> _Written problem_
Copy all of the records below verbatim, leaving out any pictures.

====== Extracted records ======

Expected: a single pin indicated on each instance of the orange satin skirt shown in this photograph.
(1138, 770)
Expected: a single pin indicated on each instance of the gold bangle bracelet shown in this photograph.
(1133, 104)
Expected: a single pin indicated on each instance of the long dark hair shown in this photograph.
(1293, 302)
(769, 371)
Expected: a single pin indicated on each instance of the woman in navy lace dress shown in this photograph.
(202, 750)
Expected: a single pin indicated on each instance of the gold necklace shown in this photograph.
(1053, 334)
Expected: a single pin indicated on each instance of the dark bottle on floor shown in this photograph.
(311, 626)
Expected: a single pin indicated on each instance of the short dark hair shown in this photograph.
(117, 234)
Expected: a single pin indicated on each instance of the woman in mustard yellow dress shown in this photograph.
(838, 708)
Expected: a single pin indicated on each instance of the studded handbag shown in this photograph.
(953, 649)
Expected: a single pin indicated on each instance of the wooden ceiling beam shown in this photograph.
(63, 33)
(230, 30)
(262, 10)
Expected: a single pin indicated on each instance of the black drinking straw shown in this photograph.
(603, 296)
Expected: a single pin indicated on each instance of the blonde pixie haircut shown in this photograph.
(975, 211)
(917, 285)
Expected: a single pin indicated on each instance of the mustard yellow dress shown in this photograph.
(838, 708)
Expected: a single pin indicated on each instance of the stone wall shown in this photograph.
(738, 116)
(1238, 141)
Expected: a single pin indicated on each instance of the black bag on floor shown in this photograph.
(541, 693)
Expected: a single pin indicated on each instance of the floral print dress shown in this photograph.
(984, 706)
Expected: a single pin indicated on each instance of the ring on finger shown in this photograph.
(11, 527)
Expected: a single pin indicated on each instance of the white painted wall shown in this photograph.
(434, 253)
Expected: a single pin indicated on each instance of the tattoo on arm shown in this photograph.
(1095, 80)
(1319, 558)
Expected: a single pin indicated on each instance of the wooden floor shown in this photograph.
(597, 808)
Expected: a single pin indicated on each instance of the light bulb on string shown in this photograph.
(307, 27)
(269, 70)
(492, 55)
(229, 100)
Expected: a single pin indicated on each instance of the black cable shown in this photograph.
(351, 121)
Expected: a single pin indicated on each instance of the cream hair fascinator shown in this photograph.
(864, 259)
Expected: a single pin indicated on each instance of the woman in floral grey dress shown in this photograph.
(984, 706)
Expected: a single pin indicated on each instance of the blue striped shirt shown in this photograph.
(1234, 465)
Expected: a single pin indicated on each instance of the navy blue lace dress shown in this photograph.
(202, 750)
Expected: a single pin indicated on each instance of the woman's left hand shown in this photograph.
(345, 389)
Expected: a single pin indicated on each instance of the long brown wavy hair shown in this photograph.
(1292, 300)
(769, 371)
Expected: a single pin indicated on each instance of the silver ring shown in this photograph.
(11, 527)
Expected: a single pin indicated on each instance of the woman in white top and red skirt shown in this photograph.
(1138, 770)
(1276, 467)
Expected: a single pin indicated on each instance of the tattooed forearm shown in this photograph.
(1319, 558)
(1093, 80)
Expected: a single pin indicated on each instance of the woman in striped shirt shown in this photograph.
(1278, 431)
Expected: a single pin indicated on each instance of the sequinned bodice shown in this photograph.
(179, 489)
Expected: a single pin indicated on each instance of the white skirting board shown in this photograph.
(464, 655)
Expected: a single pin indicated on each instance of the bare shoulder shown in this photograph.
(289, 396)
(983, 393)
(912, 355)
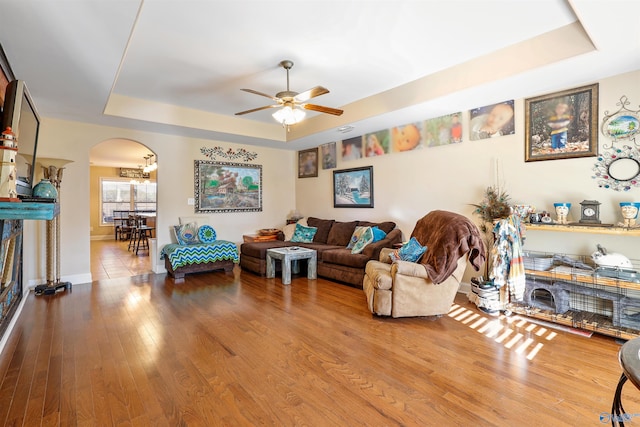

======

> _Final result_
Expected: a single pin indicated on each instance of the orange satin skirt shown in this photograph.
(1138, 770)
Expected: a single pin indicated on each instance of the gold bangle bracelet shown in this photograph.
(1133, 104)
Expected: a single pin indicated on each instance of the long dark hair shown in this photograph.
(1293, 302)
(769, 371)
Expected: a single pin indicated on each instance of the woman in navy lace dress shown in this photograph.
(202, 750)
Expected: a single pin indicated on each instance of the gold necklace shown in this photograph.
(1053, 334)
Expected: a single pin indicated on each instance of the dark bottle on floor shown in this photograph.
(311, 626)
Expected: a single pin indicated on each instance of the short dark hair shown in this photograph.
(117, 234)
Expected: a single pin indicated on each instance of the woman in mustard yellow dress shown in this photograph.
(838, 708)
Expected: a single pin indicated on each instance of the studded handbag shown in this photograph.
(953, 649)
Expected: a single pin indicated on each instance of the wooden ceiling beam shown in this photograph.
(63, 33)
(230, 30)
(262, 10)
Expected: a single pin indicated on each instance of the black drinking straw shown in this photograph.
(603, 296)
Expected: a single pin indicated on each instance of the blonde pixie haircut shown in this photograph.
(975, 211)
(917, 285)
Expected: a single pin indicated on each instance of the mustard yellow dress shown in this photograph.
(838, 708)
Expected: a single pin indicated on each instance of the stone wall shown in this photograph.
(738, 116)
(1238, 141)
Expected: a single pin indicated on each instance of the black bag on floor shown in this photograph.
(541, 693)
Expected: a single pin indicated on each instance of the floral print dress shown in this photograph.
(984, 706)
Expected: a single pin indicated on each instance of the ring on finger shown in this photograph.
(11, 527)
Expected: a single pin indicated on each instance of the white painted wall shown in this photograph.
(434, 253)
Expected: a single pin indicated on each instance of the tattoo on arm shown in this photograph.
(1095, 80)
(1319, 558)
Expected: a single pin indicated on each instance of the wooden floor shown in this photograph.
(597, 808)
Expected: a single pin indicated on each instance of the light bulb on string shown in this photograph.
(307, 27)
(269, 70)
(492, 55)
(229, 100)
Expected: a single pin indicated on each instance of the black cable shown in this photograph.
(351, 121)
Expected: a single pin indicated on each instance of the cream hair fascinator shown in this photograph.
(864, 259)
Expected: a single pin indicated on each instance of the woman in floral grey dress shown in this photograph.
(984, 706)
Expected: a single pin indicated on each instance of the blue striped shirt shown in this photograph.
(1234, 465)
Expected: a single pin indicated on each instance of the navy blue lace dress shown in this photograph.
(202, 750)
Expected: a single pin indicated on each instance of the woman's left hand shown in this photograph.
(345, 389)
Expected: a single pin indicated on each instance of the long brown wavy hair shown in this photograph.
(1292, 300)
(769, 371)
Expected: a single pin indicated on each instance of the silver ring shown in this photograph.
(11, 527)
Expected: a single pin indicated on each instance of the woman in white top and red skirt shown in this photograph.
(1138, 770)
(1276, 467)
Expected: a single pin indicated on each instance of the tattooed forearm shown in this photograph.
(1319, 558)
(1093, 80)
Expected: a single pin indicated on each instance of the woman in striped shirt shown in this photograph.
(1278, 431)
Expected: a single pin indicated on each instance of the sequinned bodice shown in this photograph.
(179, 489)
Expected: a single pin indicated on each instance of the white skirting board shown in this photograph.
(464, 655)
Expected: a single pin indicated on each instance of the bare shoulder shown in this photograph.
(289, 396)
(983, 393)
(912, 355)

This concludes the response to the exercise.